▶ _The input_
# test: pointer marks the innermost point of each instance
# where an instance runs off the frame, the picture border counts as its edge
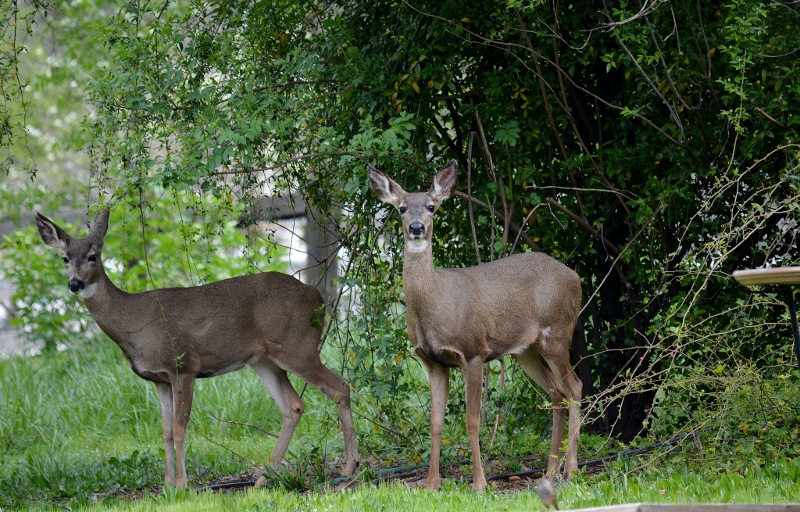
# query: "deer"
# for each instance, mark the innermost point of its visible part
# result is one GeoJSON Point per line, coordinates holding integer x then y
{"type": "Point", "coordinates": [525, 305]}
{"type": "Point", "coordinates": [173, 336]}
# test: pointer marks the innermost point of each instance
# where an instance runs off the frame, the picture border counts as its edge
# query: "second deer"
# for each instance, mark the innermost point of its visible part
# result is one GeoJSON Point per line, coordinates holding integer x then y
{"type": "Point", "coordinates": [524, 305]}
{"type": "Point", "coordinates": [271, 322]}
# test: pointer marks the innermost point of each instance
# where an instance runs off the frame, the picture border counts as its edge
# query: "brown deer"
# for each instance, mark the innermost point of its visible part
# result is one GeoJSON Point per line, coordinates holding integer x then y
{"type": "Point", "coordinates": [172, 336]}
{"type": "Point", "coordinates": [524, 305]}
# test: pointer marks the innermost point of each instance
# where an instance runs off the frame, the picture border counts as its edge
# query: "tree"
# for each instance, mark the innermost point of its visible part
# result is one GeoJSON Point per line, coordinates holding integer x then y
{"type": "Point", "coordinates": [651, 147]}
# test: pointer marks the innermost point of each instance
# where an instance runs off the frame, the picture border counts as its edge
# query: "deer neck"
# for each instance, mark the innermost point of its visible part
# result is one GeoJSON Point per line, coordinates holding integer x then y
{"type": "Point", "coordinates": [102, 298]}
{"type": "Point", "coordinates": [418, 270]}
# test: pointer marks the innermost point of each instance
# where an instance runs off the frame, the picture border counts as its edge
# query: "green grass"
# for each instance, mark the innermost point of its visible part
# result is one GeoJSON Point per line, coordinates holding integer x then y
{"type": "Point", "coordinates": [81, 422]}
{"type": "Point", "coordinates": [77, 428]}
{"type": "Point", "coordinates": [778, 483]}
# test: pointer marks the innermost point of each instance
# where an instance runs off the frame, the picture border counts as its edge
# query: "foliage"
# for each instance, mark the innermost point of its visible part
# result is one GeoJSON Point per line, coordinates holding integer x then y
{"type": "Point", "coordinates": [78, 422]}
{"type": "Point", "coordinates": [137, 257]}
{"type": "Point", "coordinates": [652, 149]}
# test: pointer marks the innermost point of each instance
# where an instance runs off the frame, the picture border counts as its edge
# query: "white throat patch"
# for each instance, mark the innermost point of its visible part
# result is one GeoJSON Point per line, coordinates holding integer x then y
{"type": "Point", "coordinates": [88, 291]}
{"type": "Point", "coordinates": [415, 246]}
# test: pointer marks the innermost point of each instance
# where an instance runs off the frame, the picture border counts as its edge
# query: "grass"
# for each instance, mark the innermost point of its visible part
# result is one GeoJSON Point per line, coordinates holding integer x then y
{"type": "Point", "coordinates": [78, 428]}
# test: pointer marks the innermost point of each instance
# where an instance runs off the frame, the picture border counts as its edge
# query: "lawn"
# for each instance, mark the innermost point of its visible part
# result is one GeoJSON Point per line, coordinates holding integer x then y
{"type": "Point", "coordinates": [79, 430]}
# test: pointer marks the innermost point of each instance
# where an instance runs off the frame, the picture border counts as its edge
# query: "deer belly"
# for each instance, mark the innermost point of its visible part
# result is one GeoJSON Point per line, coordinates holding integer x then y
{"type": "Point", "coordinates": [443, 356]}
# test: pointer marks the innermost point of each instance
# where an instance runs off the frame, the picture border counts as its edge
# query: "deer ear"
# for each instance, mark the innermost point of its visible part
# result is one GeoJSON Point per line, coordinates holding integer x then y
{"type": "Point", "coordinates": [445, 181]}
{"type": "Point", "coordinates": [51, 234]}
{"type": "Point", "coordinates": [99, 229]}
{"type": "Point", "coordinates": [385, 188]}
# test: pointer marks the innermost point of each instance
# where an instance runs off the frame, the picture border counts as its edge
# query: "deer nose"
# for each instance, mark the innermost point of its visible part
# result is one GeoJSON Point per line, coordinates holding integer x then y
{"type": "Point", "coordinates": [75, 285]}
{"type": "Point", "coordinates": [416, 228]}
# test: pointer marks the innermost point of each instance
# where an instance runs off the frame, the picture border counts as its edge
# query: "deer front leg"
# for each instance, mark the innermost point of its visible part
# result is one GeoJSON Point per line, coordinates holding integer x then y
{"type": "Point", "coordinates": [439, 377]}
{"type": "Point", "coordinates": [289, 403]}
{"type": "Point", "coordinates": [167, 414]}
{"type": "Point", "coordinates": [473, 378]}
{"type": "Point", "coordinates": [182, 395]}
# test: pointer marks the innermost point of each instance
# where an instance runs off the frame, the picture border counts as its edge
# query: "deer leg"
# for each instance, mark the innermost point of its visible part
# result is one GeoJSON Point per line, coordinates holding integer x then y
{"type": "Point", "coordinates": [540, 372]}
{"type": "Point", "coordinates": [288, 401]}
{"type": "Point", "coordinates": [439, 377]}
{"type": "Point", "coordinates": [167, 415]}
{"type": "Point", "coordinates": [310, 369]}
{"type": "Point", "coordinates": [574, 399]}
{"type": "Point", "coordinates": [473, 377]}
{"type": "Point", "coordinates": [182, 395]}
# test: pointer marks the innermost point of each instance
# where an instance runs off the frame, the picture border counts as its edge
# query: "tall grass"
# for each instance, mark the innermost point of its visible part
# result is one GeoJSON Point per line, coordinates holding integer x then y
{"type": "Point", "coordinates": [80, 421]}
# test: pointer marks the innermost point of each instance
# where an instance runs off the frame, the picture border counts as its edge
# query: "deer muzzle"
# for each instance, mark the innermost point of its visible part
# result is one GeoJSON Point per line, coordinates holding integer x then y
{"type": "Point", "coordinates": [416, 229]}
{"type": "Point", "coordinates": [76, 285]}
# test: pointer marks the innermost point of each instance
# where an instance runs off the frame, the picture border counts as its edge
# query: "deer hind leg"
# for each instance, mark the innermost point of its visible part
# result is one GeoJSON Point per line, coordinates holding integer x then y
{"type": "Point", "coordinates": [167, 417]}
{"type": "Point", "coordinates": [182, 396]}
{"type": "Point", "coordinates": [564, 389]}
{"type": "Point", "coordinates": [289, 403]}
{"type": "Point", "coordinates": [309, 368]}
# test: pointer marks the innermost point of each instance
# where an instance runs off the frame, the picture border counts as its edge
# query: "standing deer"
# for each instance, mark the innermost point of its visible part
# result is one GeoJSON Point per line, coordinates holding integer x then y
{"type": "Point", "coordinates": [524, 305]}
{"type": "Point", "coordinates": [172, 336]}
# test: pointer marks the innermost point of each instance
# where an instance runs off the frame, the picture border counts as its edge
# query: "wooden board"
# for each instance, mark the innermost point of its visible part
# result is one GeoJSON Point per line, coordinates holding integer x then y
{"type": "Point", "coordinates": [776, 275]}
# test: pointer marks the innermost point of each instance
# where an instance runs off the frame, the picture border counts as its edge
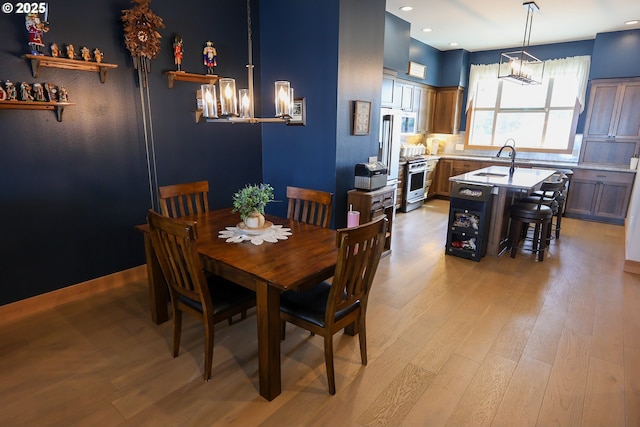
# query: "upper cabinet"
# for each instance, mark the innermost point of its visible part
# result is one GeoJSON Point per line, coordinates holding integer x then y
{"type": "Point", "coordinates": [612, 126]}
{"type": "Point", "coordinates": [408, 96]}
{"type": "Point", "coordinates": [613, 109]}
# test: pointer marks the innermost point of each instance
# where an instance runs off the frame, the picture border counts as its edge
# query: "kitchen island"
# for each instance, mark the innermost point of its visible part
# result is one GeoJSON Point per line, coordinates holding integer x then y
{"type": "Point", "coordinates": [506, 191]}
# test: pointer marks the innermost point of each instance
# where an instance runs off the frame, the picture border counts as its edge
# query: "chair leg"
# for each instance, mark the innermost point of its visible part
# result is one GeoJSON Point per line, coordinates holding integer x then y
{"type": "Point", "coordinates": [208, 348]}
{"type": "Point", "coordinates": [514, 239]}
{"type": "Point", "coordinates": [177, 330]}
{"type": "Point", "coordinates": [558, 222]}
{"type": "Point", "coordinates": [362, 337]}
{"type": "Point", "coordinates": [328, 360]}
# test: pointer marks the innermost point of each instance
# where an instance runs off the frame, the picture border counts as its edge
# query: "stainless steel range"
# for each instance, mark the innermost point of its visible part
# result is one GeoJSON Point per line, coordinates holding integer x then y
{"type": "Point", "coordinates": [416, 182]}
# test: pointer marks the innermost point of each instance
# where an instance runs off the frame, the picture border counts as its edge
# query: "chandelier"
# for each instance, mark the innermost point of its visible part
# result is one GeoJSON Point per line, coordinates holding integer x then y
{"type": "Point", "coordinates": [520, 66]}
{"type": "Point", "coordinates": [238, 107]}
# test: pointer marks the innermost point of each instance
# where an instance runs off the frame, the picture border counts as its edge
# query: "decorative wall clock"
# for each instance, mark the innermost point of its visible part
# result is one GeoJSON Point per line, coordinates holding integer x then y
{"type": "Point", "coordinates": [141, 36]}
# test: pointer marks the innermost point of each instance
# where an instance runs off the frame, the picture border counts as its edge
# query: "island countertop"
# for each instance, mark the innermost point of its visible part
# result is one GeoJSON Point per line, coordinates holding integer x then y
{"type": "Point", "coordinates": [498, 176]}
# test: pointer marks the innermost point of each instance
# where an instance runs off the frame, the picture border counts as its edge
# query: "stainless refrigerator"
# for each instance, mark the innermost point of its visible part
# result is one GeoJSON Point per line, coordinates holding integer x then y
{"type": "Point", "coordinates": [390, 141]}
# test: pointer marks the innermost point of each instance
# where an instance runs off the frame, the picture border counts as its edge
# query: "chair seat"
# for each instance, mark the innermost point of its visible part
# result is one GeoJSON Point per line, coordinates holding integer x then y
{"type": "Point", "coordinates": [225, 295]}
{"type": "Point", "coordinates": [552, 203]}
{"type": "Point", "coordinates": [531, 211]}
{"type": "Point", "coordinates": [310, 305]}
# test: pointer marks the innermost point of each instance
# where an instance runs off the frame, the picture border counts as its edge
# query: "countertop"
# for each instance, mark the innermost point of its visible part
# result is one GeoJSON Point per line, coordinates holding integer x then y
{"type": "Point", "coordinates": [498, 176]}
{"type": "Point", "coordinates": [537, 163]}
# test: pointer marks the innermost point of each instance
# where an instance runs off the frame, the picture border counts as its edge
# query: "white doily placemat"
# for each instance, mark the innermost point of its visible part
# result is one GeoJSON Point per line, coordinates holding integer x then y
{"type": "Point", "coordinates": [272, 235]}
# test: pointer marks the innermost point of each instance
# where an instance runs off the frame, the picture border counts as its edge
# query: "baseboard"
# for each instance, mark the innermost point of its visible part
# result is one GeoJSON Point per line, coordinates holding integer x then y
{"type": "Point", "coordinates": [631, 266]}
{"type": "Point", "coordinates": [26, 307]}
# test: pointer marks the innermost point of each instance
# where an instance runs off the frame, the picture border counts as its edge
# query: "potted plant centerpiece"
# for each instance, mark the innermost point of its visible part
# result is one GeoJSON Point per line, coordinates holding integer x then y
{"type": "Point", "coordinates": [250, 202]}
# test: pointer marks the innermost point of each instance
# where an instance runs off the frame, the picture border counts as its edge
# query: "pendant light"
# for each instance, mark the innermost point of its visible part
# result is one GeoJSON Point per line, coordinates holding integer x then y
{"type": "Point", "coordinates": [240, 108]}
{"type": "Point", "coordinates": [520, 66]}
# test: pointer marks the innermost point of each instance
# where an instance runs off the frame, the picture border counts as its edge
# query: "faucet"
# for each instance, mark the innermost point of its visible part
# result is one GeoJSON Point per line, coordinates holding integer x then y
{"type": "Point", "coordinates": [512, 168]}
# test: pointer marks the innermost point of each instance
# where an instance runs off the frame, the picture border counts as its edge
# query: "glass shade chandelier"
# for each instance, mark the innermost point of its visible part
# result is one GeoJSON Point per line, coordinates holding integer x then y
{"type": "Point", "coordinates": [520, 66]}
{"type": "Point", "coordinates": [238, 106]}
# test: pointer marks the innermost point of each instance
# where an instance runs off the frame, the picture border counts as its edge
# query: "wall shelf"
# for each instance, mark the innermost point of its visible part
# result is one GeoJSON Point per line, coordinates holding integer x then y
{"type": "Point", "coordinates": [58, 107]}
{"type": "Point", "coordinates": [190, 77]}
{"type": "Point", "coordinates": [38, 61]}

▶ _What is required_
In which lines of the material above does the string "wall" occur? Copy them all.

▶ _Output of the task_
# query: "decorative wall clock"
# query: "wall shelf"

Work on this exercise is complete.